- Problem
Return, unchanged, the lines of the entries below from the very first line through the line that contains "[[0, 3, 750, 567]]", with both of those lines included.

□ □ □ □

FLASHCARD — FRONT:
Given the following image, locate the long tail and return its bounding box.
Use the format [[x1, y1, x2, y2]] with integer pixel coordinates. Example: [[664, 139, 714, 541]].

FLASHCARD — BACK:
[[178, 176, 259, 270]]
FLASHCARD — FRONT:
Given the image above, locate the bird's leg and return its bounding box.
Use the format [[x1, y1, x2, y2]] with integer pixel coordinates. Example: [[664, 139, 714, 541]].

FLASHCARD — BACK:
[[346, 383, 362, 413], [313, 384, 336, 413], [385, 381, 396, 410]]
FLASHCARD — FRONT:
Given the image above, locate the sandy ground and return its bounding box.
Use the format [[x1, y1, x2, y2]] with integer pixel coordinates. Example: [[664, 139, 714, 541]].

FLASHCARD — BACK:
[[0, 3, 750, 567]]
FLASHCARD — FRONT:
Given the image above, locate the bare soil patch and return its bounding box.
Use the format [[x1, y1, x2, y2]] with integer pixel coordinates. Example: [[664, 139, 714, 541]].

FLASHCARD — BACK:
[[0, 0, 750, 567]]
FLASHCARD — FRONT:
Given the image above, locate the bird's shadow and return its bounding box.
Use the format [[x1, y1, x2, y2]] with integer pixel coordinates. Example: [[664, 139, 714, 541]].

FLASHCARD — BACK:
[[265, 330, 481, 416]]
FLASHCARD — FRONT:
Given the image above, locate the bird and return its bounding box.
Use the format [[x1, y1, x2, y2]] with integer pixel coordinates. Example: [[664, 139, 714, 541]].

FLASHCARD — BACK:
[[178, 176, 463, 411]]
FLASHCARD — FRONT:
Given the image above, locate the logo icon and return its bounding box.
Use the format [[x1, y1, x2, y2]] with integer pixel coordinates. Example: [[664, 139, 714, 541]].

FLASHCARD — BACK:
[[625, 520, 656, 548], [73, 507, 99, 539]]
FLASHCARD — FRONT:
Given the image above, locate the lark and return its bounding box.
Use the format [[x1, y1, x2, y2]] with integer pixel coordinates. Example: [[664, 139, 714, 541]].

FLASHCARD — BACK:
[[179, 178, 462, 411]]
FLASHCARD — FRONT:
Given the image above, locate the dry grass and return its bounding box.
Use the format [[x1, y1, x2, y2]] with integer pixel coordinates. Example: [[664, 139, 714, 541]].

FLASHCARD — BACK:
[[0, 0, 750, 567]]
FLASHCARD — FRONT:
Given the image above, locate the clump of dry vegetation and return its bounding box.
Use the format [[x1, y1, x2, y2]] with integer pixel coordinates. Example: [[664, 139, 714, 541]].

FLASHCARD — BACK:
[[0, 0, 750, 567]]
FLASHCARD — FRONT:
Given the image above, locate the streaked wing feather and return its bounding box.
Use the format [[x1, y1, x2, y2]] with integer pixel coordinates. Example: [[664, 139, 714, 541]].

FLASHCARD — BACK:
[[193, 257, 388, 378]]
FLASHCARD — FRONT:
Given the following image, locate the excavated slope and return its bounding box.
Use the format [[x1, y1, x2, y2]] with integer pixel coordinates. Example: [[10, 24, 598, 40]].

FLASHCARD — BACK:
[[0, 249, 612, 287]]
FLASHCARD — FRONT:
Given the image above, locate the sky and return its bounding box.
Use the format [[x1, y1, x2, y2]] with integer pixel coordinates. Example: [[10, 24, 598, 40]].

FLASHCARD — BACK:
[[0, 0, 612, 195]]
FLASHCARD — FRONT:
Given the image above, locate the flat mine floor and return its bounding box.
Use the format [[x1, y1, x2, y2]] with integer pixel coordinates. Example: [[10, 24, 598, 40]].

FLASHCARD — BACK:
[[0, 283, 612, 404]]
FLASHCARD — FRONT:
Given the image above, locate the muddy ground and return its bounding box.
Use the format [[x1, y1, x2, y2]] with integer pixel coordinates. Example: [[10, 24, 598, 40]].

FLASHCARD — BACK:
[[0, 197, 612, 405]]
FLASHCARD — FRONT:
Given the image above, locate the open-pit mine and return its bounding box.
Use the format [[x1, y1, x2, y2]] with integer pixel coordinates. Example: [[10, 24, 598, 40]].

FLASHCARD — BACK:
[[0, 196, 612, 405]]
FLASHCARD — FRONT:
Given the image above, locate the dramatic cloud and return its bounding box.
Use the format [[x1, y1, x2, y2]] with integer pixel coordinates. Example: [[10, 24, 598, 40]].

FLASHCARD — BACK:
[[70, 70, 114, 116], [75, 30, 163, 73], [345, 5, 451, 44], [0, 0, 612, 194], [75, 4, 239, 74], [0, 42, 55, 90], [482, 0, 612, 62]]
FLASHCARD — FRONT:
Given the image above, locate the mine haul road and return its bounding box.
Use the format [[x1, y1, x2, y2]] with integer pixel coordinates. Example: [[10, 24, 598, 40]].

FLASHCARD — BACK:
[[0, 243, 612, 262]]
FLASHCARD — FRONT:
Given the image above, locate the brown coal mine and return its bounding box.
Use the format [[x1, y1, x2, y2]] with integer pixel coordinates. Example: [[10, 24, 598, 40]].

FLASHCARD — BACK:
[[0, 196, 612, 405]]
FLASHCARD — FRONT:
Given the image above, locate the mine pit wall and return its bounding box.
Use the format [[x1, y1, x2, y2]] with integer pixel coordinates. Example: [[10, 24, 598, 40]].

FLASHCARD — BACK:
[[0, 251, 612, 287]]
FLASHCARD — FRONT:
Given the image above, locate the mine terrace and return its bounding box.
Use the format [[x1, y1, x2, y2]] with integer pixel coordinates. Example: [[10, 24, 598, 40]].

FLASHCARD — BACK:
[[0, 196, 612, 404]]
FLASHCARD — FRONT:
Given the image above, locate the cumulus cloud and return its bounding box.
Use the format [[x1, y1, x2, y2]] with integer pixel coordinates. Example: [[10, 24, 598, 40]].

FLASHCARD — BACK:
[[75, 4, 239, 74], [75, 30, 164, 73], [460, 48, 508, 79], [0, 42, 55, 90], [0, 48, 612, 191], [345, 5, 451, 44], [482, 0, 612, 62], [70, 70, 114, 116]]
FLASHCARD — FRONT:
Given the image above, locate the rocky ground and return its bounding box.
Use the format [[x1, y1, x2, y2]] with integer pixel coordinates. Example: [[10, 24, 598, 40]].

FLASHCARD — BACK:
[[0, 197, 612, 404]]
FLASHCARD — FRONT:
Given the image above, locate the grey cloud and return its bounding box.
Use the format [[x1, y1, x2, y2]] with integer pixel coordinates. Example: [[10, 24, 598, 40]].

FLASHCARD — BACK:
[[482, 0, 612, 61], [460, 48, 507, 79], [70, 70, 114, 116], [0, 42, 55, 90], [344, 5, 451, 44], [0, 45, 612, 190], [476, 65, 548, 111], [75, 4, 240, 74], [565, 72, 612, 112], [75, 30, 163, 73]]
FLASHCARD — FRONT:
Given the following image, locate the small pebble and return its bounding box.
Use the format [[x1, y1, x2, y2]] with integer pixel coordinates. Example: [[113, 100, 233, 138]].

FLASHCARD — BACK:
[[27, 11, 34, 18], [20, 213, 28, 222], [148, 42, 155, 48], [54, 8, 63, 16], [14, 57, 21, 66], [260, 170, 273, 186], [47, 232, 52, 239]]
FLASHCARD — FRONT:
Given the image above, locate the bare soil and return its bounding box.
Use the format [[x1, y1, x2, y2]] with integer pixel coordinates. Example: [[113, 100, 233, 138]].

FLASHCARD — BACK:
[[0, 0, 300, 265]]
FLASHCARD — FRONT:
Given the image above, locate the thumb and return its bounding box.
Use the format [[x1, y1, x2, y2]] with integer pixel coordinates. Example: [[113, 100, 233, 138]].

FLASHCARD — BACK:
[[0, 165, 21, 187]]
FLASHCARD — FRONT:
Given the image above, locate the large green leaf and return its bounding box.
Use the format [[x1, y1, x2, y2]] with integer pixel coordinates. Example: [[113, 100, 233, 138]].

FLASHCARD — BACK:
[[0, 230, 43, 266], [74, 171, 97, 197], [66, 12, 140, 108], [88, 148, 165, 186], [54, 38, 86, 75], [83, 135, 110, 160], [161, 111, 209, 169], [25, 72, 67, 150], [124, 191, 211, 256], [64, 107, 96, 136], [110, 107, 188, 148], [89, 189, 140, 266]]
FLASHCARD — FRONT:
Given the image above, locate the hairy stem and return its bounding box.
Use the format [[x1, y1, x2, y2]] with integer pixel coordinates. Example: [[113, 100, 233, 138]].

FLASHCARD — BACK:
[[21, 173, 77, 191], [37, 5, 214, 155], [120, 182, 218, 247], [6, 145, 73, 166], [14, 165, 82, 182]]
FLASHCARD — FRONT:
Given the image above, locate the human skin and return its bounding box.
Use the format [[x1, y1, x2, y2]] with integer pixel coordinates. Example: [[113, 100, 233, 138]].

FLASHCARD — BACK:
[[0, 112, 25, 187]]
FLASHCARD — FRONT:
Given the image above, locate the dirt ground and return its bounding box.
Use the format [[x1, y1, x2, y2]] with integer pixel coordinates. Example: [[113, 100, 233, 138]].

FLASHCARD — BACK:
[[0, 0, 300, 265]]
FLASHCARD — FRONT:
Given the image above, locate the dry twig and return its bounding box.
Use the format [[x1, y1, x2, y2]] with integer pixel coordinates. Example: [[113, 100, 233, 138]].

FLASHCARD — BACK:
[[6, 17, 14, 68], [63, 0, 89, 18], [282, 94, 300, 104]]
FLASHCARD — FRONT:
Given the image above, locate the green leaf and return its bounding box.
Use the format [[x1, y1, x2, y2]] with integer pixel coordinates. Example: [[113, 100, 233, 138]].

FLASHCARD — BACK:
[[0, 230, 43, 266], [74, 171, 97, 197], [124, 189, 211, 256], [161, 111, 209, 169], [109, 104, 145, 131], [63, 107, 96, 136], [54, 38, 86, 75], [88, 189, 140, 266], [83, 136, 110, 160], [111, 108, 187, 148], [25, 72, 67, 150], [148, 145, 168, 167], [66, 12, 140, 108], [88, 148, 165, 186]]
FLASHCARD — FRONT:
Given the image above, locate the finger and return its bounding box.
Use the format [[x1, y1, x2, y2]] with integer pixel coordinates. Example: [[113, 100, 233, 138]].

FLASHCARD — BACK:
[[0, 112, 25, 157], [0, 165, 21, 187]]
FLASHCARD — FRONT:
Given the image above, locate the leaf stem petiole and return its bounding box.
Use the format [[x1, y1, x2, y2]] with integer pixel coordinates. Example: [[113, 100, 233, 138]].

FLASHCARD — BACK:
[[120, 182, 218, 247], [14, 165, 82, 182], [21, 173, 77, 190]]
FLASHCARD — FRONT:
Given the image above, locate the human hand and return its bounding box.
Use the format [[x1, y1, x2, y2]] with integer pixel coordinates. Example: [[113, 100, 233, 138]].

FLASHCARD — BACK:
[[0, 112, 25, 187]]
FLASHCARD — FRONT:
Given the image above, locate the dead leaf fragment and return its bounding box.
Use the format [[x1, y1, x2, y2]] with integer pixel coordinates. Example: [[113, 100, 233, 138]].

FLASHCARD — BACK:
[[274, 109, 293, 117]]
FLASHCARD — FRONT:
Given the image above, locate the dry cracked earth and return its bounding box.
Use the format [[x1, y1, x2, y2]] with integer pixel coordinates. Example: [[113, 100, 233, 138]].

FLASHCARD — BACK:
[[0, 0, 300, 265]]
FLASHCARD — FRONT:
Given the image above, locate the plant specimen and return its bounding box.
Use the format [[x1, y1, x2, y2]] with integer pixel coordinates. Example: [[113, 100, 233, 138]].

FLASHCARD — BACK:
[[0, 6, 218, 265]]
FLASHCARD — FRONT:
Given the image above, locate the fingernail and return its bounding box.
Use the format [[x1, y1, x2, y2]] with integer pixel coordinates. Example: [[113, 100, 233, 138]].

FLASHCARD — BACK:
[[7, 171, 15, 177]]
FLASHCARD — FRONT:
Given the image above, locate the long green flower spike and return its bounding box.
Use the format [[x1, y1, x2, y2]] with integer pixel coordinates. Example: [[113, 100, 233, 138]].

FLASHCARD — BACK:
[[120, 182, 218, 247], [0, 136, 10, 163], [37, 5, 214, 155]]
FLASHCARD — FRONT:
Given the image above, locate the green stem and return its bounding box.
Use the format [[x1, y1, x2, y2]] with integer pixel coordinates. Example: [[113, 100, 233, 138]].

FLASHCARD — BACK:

□ □ □ □

- The response
FLASHCARD — FRONT:
Given the following image, locate the long tail and return its bounding box.
Use the format [[x1, y1, x2, y2]] with integer pixel coordinates. Example: [[664, 139, 714, 541]].

FLASHCARD — BACK:
[[178, 176, 259, 270]]
FLASHCARD — FRONT:
Given the image above, locate the bird's leg and return its bounding box.
Use the format [[x1, y1, x2, y2]] with integer pixel coordinates. Example: [[664, 139, 714, 541]].

FLASHCARD — BACK:
[[346, 383, 362, 413], [313, 384, 336, 413], [385, 381, 396, 410]]
FLASHCARD — FRONT:
Given the image above, locate the sandy ground and return its bounding box.
Use the format [[x1, y1, x2, y2]] with integer pixel coordinates. Example: [[664, 139, 714, 541]].

FLASHCARD — BACK:
[[0, 3, 750, 567]]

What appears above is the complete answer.